Given instruction - Retype, word for word, every line starting at the line with "Spot the jacket" and ending with the final line of the entries; skip the pictures.

Stored data -
◇ ◇ ◇ ◇ ◇ ◇ ◇
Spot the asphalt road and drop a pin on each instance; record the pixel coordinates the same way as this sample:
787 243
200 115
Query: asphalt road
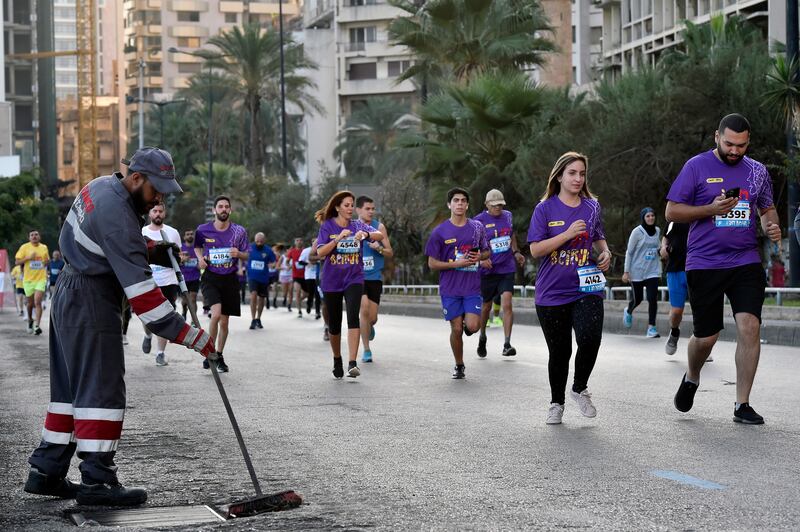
405 447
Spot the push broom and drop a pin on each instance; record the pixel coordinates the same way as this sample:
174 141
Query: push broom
261 503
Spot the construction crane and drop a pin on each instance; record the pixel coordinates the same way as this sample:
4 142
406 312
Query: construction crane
86 54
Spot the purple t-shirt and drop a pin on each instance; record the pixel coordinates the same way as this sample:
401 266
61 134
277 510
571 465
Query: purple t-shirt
343 265
190 269
499 234
723 241
448 243
557 280
217 246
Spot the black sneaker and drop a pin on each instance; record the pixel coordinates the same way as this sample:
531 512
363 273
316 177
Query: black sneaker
482 346
40 484
338 370
745 414
684 398
509 351
110 495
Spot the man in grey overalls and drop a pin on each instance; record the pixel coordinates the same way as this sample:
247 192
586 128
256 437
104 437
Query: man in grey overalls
107 259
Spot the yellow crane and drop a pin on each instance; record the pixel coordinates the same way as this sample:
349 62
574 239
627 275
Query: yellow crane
86 54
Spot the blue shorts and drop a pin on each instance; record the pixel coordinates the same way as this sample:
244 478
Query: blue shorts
676 282
455 306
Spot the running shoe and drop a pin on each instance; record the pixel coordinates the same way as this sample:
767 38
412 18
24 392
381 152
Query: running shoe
584 400
554 414
509 351
482 346
684 398
627 318
672 345
745 414
338 370
352 370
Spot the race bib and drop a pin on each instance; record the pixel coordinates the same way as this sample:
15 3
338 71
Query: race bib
501 244
219 256
738 217
591 279
473 268
348 245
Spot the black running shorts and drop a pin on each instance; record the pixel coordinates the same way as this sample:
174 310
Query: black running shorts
221 289
373 291
744 286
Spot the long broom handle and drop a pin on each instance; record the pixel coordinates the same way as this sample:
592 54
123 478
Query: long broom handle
215 374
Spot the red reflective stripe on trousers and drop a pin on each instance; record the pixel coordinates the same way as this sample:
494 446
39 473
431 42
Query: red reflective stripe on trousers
97 429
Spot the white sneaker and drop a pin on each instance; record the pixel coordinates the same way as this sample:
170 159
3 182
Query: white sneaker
584 400
554 414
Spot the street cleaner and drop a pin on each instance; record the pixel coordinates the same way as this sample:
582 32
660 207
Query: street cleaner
107 259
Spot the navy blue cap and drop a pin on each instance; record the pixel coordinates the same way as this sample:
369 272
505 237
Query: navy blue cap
157 165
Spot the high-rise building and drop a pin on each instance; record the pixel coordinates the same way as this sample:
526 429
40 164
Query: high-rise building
349 41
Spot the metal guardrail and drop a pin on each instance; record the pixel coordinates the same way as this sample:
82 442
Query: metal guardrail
529 291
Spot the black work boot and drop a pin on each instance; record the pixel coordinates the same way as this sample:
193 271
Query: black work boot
40 484
110 495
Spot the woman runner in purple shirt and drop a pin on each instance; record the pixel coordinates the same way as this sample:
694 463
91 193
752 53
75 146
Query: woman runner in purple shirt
339 245
565 226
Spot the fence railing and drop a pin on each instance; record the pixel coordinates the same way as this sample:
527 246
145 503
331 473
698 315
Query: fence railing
529 291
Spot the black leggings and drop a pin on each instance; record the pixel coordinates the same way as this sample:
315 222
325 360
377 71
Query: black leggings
352 299
652 297
585 316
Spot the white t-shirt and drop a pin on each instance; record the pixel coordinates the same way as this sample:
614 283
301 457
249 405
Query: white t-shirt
310 271
161 275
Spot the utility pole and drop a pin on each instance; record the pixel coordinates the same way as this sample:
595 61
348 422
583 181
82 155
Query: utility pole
792 38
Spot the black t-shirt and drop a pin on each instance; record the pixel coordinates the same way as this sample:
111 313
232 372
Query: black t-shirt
676 235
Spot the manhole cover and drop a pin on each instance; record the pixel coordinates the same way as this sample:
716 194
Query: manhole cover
146 517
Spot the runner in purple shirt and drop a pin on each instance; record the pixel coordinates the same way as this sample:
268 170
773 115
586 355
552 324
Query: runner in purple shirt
499 270
454 249
339 244
219 246
565 227
721 192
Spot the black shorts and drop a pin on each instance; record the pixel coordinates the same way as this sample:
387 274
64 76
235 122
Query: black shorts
261 289
221 289
495 284
373 291
744 286
193 286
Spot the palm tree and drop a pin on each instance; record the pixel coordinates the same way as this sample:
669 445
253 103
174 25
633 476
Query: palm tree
463 38
251 62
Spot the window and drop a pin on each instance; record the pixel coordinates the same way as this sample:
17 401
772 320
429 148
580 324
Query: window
398 67
189 42
189 68
364 71
188 16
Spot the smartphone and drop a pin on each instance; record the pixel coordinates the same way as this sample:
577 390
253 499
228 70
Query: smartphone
732 193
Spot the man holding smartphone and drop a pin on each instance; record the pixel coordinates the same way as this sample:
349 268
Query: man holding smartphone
454 249
721 192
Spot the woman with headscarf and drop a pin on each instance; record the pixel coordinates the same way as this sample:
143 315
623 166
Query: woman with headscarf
643 269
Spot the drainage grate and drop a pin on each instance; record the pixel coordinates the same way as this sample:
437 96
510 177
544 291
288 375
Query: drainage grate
146 517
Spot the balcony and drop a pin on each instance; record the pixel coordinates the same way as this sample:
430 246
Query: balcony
365 87
372 10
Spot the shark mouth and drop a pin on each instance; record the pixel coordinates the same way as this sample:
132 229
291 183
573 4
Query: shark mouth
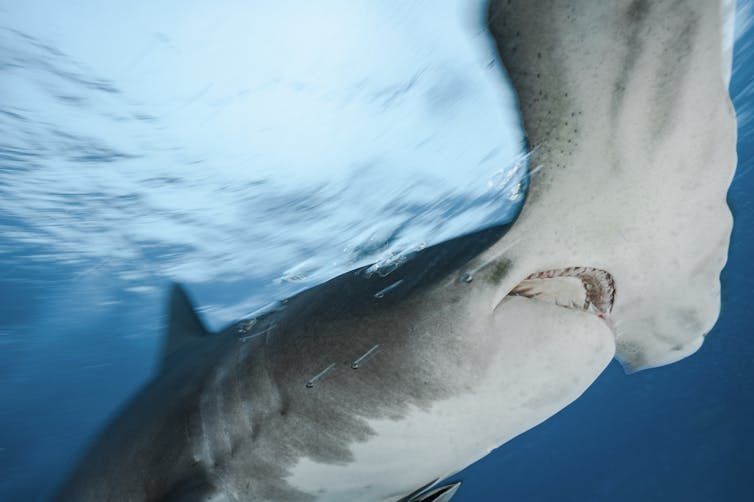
578 288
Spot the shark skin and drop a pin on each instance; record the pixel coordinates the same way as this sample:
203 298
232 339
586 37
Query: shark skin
373 386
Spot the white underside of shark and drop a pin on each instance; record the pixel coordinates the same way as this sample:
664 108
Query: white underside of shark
616 253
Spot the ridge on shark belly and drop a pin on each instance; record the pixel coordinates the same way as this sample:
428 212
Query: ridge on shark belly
375 387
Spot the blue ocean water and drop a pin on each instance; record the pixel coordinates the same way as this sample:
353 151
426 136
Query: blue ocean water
88 246
682 432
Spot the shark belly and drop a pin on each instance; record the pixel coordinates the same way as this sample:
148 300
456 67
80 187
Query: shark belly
532 359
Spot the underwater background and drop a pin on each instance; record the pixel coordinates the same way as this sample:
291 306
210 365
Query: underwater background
134 153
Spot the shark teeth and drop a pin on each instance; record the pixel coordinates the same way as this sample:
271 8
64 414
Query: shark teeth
578 288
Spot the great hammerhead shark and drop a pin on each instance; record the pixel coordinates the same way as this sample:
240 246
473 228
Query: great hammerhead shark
375 385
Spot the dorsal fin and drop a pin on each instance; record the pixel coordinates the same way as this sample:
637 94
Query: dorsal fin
184 325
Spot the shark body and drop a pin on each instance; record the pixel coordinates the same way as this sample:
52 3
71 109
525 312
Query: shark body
374 386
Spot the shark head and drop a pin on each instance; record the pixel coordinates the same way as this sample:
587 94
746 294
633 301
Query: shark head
633 149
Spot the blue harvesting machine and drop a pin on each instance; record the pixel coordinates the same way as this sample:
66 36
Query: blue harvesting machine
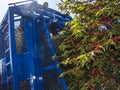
26 47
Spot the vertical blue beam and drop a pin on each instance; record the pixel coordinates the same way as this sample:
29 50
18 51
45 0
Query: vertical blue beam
37 59
29 56
12 46
54 52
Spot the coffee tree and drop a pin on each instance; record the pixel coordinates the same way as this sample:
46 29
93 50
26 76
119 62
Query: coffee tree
89 49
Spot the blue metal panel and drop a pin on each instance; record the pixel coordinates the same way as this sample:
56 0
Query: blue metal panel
13 50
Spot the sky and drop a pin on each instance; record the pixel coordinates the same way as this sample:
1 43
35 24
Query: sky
4 5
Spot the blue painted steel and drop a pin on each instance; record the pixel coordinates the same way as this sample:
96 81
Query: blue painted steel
13 57
27 66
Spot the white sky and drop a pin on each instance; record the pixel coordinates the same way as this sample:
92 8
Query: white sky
4 5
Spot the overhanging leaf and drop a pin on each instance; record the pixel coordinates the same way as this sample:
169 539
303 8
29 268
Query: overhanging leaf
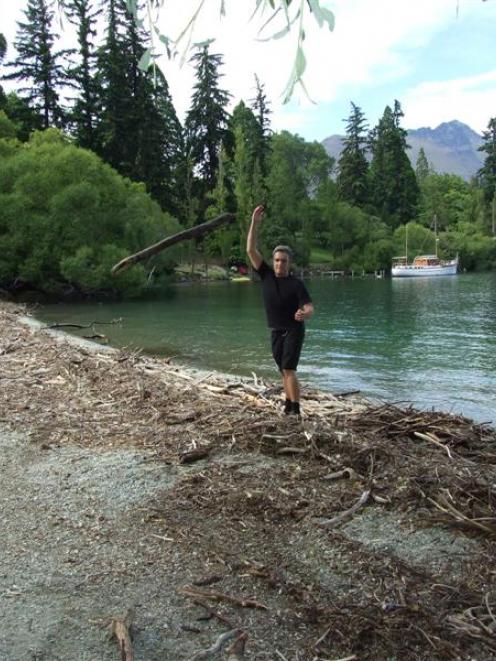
328 18
300 63
145 60
132 7
316 11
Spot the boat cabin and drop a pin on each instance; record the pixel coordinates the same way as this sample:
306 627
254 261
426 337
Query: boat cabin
426 260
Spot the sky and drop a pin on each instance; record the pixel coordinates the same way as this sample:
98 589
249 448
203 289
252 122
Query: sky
437 57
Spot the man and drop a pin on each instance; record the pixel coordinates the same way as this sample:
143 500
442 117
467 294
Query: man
287 305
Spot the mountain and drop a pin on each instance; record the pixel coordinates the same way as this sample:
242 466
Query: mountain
451 147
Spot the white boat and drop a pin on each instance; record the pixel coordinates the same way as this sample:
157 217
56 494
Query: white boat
422 265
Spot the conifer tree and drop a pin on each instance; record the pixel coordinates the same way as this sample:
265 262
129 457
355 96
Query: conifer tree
422 169
116 126
37 65
86 107
3 47
394 190
3 50
487 174
139 133
206 121
353 165
261 109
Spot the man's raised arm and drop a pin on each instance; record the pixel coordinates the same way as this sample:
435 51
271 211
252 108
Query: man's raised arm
251 240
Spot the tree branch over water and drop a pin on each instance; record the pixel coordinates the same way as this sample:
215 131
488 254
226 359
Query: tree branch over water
190 233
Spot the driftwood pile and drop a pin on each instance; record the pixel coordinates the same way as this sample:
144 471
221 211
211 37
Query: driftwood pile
273 505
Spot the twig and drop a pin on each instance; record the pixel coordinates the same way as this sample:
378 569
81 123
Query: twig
237 650
121 631
428 437
330 523
220 596
213 613
217 646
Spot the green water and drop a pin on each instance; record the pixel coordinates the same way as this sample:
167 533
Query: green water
428 341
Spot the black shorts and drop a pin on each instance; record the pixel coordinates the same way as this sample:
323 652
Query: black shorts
286 346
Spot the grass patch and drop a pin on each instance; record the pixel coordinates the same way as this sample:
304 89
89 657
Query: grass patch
321 256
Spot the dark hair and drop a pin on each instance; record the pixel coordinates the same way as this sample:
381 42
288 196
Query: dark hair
285 249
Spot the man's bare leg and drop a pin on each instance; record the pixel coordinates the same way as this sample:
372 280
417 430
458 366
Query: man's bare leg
291 385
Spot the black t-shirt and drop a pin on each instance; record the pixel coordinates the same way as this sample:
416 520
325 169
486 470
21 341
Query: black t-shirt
282 297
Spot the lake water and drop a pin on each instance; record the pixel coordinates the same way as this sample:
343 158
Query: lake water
429 341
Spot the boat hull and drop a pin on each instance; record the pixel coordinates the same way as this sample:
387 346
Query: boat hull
411 271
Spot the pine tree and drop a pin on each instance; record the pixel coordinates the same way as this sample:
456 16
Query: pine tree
3 47
206 121
487 174
394 190
353 165
37 64
422 169
139 133
115 128
261 109
3 50
86 108
160 155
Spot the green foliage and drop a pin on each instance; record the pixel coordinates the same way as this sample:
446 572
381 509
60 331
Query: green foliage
487 174
37 66
7 127
392 181
65 217
422 168
207 119
353 165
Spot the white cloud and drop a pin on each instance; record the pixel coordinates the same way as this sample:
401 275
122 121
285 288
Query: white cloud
472 99
374 43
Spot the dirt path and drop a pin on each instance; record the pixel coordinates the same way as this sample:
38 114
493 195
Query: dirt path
102 509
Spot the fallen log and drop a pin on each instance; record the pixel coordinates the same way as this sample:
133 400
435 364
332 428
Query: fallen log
190 233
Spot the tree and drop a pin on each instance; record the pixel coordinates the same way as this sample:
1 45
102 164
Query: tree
394 190
37 64
261 110
86 108
139 132
353 165
282 9
487 174
422 168
66 218
3 46
3 50
24 117
207 118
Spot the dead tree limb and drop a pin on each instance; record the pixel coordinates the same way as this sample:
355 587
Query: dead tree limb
190 233
121 631
330 523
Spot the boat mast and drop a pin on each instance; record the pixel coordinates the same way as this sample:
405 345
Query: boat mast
435 231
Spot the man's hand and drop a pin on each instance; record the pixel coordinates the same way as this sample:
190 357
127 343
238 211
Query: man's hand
304 312
257 214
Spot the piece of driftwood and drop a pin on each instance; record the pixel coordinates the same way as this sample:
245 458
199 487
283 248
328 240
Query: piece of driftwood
213 651
194 455
237 650
220 596
121 632
190 233
329 523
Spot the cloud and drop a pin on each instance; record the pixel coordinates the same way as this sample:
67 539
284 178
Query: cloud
472 99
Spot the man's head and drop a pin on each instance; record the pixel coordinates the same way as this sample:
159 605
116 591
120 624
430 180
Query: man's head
281 257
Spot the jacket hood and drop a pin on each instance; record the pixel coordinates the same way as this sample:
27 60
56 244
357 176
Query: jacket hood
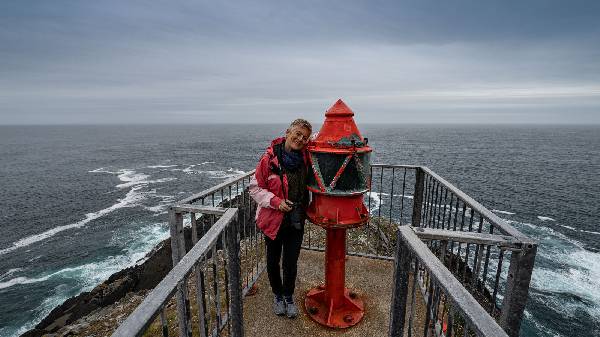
281 140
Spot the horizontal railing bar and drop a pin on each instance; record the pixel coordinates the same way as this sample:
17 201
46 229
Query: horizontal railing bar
199 209
505 241
489 215
396 166
215 188
478 318
370 256
144 314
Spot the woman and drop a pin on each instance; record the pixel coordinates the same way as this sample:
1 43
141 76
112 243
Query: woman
279 189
◇ ◇ ◇ ◇ ◇ ◇ ◇
Task response -
Spot the jacket hood and drop a pin on each instance; record the pixel coordinates the same way as this sample:
27 60
56 244
357 176
Query: jacket hood
281 140
Spot the horizontal railing bar and drop a pin on each instance; record the pixel coordinates the same way as this sample:
17 201
46 229
Query: horizontal railing bar
199 209
505 241
489 215
396 166
215 188
478 318
370 256
144 314
Spot the woman and drop a pin on each instance; record the pixel coordinates the same way as this sample:
1 43
141 76
112 243
Query: woman
279 189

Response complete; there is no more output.